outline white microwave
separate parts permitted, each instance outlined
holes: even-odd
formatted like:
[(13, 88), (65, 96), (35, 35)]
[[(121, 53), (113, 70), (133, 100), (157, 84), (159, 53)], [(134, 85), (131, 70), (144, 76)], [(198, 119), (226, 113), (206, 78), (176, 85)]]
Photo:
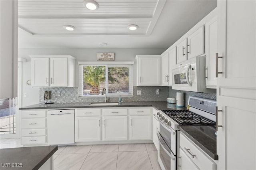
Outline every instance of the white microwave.
[(205, 56), (196, 57), (177, 65), (172, 70), (172, 89), (185, 91), (216, 93), (216, 89), (206, 89), (204, 75)]

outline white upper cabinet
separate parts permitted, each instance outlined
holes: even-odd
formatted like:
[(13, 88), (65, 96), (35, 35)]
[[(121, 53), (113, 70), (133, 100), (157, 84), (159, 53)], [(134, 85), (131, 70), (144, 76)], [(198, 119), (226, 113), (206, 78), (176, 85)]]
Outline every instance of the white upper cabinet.
[(218, 21), (217, 16), (205, 24), (205, 79), (206, 88), (216, 88), (216, 53)]
[(177, 45), (177, 64), (188, 59), (187, 55), (187, 43), (186, 38)]
[(204, 53), (204, 31), (202, 26), (188, 37), (187, 53), (190, 59)]
[(136, 55), (137, 85), (160, 85), (160, 55)]
[(51, 58), (50, 63), (51, 86), (68, 86), (68, 58)]
[(169, 85), (169, 58), (168, 53), (162, 57), (162, 84), (164, 85)]
[(70, 55), (31, 55), (32, 86), (75, 85), (75, 59)]
[(31, 64), (32, 86), (48, 87), (50, 84), (49, 58), (32, 58)]
[(217, 4), (217, 169), (255, 170), (256, 1)]

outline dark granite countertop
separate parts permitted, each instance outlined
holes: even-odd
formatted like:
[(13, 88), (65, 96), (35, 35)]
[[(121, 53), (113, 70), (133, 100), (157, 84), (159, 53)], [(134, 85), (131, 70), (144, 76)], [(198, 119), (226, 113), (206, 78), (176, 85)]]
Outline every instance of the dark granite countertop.
[(181, 125), (180, 131), (214, 160), (218, 160), (215, 126)]
[[(57, 150), (56, 146), (1, 149), (1, 169), (38, 170)], [(8, 163), (10, 167), (3, 167)], [(17, 165), (12, 163), (22, 163), (22, 167), (12, 166)]]
[[(91, 103), (55, 103), (45, 105), (37, 104), (31, 106), (19, 108), (20, 110), (38, 109), (56, 109), (68, 108), (95, 108), (95, 107), (153, 107), (157, 110), (176, 109), (175, 104), (167, 103), (166, 101), (133, 101), (124, 102), (118, 103), (118, 105), (92, 106), (89, 105)], [(179, 108), (179, 109), (180, 109)]]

◆ Set task ◆
Convert every line of the material above into a numbered list, omitting blank lines and leaving out the image.

◆ Output for this exercise ◆
1. outline white microwave
2. separate parts permitted, each instance outlined
3. holes: even-odd
4. formatted like:
5. [(13, 88), (65, 96), (35, 35)]
6. [[(121, 53), (113, 70), (133, 100), (157, 84), (159, 53)], [(134, 85), (131, 70), (144, 76)], [(198, 119), (226, 113), (206, 78), (176, 85)]]
7. Photo:
8. Outline every instance of the white microwave.
9. [(205, 56), (196, 57), (177, 65), (172, 70), (172, 89), (185, 91), (216, 93), (216, 89), (206, 89), (204, 75)]
10. outline white upper cabinet
11. separate parts permitted, each instance outlined
12. holes: even-odd
13. formatted like:
14. [(13, 88), (65, 96), (35, 35)]
15. [[(121, 53), (113, 70), (133, 100), (157, 84), (159, 53)], [(134, 85), (131, 70), (144, 76)], [(198, 119), (226, 113), (206, 78), (176, 85)]]
16. Outline every instance of the white upper cabinet.
17. [(218, 21), (217, 16), (205, 24), (205, 79), (206, 88), (216, 88), (216, 53)]
18. [(177, 45), (177, 64), (188, 59), (187, 55), (187, 43), (186, 38)]
19. [(204, 53), (204, 31), (202, 26), (188, 37), (187, 53), (190, 59)]
20. [(136, 55), (137, 85), (160, 85), (160, 55)]
21. [(51, 58), (50, 63), (51, 86), (68, 86), (68, 58)]
22. [(169, 85), (169, 58), (168, 53), (162, 57), (162, 84), (164, 85)]
23. [(70, 55), (31, 55), (32, 86), (75, 85), (75, 59)]
24. [(31, 64), (32, 86), (48, 87), (50, 84), (49, 58), (32, 58)]
25. [(217, 4), (217, 169), (255, 170), (256, 1)]
26. outline dark granite countertop
27. separate parts permitted, each instance outlined
28. holes: even-odd
29. formatted like:
30. [(13, 88), (65, 96), (35, 35)]
31. [[(121, 53), (113, 70), (133, 100), (157, 84), (159, 53)], [(134, 85), (131, 70), (144, 76)], [(198, 119), (226, 113), (206, 78), (176, 85)]]
32. Outline every instance of the dark granite countertop.
33. [(181, 125), (180, 131), (214, 160), (218, 160), (215, 126)]
34. [[(57, 150), (56, 146), (1, 149), (1, 169), (38, 170)], [(8, 163), (10, 167), (3, 167)], [(17, 165), (12, 163), (22, 163), (22, 167), (12, 166)]]
35. [[(91, 103), (55, 103), (45, 105), (37, 104), (31, 106), (19, 108), (20, 110), (38, 109), (56, 109), (68, 108), (95, 108), (95, 107), (153, 107), (157, 110), (176, 109), (175, 104), (167, 103), (166, 101), (133, 101), (124, 102), (118, 103), (118, 105), (92, 106), (89, 105)], [(179, 108), (179, 109), (180, 109)]]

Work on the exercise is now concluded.